Source data:
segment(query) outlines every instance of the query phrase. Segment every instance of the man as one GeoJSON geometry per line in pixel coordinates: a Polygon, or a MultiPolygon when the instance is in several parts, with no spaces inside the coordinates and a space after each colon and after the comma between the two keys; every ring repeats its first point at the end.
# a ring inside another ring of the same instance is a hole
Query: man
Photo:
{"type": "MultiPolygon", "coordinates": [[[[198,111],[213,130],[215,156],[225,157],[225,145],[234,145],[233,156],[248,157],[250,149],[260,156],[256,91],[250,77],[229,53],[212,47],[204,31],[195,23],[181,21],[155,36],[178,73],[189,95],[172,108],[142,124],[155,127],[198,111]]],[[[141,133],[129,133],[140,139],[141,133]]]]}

Required task:
Please copy the listing above line for line, without changing anything.

Worked answer:
segment(query) outlines every instance of the query phrase. Segment every instance of the man as one GeoJSON geometry per line in pixel coordinates: a Polygon, or a MultiPolygon when the instance is in several parts, with no spaces inside the coordinates and a space after each colon and after the comma between the two keys; every ring repeats its first point at the end.
# a ring inside another ring of the same instance is a hole
Query: man
Photo:
{"type": "MultiPolygon", "coordinates": [[[[198,111],[213,130],[215,156],[225,157],[225,145],[234,145],[233,156],[248,157],[250,149],[260,156],[256,91],[250,77],[229,53],[212,47],[204,31],[195,23],[181,21],[155,36],[178,73],[189,95],[172,108],[142,124],[155,127],[198,111]]],[[[141,133],[129,133],[140,139],[141,133]]]]}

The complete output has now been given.